--- START ---
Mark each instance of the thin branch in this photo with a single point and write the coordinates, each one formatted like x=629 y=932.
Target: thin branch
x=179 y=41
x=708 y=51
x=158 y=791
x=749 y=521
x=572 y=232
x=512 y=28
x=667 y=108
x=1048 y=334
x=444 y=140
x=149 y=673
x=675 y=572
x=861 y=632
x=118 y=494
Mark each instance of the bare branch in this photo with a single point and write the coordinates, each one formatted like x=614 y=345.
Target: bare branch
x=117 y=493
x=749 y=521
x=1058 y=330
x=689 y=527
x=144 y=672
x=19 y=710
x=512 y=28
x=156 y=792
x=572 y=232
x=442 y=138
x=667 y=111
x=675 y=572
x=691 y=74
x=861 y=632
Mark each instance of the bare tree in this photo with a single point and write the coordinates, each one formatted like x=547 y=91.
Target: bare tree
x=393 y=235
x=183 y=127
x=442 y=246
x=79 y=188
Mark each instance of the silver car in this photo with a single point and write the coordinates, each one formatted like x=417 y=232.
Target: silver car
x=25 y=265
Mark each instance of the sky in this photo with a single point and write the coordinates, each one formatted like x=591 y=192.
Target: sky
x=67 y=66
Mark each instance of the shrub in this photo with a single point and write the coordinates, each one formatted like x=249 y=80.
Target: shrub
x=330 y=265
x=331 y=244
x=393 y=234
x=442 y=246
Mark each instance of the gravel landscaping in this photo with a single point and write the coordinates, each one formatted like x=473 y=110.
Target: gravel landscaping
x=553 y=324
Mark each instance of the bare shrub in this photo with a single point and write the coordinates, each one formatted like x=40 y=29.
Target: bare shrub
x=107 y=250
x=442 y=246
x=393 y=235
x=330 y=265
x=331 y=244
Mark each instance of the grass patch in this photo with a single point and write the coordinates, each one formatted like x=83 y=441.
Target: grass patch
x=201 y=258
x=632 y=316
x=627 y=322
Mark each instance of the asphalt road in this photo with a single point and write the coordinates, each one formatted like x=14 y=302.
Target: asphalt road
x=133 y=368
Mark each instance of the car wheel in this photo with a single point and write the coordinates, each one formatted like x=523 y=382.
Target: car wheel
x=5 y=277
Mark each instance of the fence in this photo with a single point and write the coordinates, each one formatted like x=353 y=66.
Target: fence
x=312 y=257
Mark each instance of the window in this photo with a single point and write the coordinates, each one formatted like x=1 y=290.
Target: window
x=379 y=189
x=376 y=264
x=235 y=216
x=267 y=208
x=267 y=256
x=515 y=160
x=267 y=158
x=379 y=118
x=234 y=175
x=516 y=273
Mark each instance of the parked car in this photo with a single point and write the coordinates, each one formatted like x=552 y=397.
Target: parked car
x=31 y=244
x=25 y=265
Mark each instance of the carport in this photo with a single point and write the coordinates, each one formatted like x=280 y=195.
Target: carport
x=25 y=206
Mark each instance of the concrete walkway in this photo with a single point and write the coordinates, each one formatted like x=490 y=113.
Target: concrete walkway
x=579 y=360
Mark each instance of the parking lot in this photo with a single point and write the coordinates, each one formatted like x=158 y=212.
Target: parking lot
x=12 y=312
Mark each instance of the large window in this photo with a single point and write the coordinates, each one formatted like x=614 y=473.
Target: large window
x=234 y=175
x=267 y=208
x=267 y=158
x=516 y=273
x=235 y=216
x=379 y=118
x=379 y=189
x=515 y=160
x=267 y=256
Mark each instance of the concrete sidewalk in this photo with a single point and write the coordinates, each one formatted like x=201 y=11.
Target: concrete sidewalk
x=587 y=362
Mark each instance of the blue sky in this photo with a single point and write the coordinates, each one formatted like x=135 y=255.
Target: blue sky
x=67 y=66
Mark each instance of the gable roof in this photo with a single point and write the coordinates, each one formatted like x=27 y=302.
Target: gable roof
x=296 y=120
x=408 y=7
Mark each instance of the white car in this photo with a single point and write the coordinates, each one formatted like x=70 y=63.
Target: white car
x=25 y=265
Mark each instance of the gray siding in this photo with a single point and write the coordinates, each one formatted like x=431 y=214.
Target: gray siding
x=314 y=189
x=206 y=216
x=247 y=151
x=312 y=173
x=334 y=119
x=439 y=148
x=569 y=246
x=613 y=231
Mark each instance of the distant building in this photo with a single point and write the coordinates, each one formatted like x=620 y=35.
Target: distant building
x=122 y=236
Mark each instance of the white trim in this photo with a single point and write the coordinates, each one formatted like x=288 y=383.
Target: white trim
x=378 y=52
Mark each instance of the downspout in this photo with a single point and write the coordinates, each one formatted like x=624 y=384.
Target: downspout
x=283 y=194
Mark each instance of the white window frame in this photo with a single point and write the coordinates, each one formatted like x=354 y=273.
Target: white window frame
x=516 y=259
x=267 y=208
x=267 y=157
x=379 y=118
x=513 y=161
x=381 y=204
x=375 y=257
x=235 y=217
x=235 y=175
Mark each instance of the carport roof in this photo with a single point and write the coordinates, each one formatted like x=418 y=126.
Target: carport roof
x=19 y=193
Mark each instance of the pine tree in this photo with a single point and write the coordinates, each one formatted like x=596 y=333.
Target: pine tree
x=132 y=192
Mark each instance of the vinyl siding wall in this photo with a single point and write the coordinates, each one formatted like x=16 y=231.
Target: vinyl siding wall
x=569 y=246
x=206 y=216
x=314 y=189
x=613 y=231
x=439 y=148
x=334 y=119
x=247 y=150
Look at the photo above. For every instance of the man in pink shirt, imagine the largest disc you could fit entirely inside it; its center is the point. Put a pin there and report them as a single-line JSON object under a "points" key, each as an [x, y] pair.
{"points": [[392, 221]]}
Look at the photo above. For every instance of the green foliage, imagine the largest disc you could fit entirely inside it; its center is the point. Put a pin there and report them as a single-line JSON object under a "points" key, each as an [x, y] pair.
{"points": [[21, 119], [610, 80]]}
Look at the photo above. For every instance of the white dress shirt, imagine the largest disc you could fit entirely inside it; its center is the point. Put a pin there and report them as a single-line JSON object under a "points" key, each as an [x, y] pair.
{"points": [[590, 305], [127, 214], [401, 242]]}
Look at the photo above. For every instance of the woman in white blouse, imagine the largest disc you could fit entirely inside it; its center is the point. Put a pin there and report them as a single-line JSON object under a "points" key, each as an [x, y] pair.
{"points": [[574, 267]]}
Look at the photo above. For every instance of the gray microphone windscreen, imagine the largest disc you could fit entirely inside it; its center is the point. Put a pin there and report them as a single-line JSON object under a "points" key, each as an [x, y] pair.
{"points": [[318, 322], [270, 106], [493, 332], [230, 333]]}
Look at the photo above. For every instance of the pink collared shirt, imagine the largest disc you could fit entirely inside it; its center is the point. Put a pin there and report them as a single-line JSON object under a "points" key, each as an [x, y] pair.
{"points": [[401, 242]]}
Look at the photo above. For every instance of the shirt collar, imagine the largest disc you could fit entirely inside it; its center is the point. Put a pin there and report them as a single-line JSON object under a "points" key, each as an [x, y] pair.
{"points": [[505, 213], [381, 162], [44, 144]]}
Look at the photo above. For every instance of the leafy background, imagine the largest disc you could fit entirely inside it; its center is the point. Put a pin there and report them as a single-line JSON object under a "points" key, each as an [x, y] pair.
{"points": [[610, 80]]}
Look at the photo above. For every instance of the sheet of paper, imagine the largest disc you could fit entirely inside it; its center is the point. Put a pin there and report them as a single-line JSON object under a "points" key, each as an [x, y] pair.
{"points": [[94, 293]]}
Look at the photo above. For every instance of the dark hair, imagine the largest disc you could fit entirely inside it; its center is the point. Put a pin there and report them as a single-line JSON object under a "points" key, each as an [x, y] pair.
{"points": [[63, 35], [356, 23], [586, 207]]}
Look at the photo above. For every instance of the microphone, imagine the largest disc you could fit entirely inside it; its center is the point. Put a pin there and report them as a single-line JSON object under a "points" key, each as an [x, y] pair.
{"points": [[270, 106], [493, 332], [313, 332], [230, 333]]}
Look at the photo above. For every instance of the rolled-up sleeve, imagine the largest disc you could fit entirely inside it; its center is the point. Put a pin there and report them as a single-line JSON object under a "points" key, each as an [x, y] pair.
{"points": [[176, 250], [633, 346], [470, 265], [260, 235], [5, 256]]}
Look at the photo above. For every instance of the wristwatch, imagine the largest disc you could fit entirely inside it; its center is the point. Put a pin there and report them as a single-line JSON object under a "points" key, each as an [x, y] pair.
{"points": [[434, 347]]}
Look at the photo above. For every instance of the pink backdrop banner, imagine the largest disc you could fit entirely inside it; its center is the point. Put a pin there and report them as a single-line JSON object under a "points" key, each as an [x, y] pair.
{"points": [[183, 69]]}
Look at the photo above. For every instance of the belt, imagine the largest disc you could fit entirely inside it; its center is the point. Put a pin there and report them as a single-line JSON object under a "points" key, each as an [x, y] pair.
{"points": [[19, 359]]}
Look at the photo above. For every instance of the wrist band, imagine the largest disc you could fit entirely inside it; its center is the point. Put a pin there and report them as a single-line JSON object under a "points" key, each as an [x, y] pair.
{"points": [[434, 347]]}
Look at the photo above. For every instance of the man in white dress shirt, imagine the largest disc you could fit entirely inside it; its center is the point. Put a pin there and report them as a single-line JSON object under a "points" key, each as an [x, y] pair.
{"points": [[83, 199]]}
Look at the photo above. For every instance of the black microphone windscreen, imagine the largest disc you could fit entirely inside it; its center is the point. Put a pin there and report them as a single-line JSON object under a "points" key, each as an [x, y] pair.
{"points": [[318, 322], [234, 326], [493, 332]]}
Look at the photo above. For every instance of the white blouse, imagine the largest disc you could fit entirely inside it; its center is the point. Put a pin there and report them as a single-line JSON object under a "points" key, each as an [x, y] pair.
--- END ---
Set down, word for word, the part of the data that begins with the line containing "Mark each instance of the parking" and runs through the line containing "x=587 y=362", including both of those lines.

Mark each instance of the parking lot in this photo with a single point and write the coordinates, each one formatted like x=158 y=212.
Target: parking lot
x=12 y=312
Mark each instance of the large window in this photo with a single point and write the coordinates, each one formatted like x=614 y=473.
Target: large window
x=234 y=175
x=267 y=208
x=267 y=158
x=516 y=273
x=235 y=216
x=379 y=118
x=379 y=189
x=515 y=160
x=267 y=256
Mark each instance of the concrete sidewalk in this photo with a single point and write the coordinates, each one formatted like x=201 y=11.
Target: concrete sidewalk
x=587 y=362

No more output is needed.